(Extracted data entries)
****
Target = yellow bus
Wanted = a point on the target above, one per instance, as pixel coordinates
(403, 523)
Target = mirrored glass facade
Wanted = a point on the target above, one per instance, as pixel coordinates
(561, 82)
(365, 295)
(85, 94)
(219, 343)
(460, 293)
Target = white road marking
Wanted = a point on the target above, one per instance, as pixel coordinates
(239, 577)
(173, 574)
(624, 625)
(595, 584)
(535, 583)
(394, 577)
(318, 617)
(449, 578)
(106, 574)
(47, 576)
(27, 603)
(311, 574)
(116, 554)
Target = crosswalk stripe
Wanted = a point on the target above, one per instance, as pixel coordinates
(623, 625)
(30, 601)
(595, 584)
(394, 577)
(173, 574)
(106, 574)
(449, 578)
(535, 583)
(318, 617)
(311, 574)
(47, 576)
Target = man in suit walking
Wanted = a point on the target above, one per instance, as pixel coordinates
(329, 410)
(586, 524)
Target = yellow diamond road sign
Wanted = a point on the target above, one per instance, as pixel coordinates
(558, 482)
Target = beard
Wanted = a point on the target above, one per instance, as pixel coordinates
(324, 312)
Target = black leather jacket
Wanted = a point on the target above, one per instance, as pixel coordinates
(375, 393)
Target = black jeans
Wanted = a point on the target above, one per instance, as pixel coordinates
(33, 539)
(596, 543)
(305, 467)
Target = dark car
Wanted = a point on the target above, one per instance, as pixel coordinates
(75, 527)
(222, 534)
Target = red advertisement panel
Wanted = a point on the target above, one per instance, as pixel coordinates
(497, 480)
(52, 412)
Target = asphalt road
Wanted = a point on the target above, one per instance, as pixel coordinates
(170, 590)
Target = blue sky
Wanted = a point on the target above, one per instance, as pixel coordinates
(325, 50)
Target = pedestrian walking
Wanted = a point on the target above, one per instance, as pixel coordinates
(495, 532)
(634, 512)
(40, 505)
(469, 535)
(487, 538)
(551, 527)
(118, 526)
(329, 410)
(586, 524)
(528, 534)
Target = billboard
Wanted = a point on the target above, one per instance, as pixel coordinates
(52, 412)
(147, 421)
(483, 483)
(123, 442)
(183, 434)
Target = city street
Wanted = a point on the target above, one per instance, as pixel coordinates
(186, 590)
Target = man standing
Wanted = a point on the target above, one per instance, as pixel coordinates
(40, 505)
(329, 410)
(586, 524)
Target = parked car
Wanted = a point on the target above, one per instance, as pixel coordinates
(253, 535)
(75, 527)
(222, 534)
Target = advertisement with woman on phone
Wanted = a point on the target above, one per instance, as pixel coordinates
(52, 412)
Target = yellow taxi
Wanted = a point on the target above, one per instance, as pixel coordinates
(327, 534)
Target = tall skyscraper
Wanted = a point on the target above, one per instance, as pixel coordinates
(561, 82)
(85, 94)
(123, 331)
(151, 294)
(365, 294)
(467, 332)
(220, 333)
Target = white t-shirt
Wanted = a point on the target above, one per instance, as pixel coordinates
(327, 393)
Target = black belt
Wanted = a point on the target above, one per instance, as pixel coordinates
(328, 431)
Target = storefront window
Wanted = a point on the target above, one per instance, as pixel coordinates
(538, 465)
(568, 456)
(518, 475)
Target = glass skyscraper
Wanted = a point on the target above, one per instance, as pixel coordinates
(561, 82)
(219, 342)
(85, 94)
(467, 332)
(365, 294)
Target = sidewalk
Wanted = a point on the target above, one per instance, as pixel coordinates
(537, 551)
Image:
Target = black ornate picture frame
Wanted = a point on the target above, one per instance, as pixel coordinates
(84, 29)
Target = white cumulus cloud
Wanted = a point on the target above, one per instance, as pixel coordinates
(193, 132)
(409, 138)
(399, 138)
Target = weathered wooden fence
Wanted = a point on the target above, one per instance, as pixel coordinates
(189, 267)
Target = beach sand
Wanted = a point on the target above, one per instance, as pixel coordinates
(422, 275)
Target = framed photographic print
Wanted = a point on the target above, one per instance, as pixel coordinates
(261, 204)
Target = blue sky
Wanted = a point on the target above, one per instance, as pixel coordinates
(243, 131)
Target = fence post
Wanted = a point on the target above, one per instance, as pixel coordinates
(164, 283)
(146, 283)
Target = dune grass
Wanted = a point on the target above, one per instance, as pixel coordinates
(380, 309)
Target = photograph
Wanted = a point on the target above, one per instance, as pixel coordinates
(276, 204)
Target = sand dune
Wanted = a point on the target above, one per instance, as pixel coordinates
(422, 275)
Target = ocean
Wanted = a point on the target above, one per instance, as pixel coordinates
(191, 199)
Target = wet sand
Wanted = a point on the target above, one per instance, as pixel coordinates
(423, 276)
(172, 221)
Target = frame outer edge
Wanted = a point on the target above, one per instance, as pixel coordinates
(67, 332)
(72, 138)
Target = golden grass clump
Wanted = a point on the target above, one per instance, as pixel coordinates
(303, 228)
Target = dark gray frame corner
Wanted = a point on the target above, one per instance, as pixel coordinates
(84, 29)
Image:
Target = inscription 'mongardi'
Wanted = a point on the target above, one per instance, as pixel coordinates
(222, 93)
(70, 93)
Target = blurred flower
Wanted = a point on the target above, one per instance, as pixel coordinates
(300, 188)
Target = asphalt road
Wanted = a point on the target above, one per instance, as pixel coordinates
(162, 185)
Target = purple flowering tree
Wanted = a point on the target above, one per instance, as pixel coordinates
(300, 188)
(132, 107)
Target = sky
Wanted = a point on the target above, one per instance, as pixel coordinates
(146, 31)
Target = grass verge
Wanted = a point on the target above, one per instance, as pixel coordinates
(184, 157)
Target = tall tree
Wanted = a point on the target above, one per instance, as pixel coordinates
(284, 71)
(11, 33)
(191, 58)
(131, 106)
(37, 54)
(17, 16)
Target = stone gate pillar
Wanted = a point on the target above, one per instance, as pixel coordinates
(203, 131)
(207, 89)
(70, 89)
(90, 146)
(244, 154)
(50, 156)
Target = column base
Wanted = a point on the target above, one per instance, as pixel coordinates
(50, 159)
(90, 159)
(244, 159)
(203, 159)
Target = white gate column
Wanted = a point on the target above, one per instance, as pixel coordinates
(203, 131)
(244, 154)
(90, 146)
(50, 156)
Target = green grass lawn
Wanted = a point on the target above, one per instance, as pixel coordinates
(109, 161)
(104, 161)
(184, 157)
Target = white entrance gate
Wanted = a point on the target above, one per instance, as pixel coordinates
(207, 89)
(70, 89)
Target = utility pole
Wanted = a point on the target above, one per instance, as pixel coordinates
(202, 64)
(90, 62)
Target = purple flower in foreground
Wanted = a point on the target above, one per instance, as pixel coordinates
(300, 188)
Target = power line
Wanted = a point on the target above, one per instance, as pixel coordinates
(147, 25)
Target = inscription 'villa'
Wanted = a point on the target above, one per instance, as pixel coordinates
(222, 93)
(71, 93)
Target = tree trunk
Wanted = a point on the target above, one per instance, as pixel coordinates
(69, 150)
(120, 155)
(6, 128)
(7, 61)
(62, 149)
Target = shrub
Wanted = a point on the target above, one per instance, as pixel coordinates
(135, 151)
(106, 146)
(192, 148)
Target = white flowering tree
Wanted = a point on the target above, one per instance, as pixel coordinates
****
▸ SET TASK
Starting with the line containing "Target = white flowering tree" and going on through the end of the listing, rewrite those lines with "flowering" changed to "blossoming" and everything else left as is.

▸ IN RESPONSE
Target = white blossoming tree
Wanted = a point on the target above, one per instance, as pixel coordinates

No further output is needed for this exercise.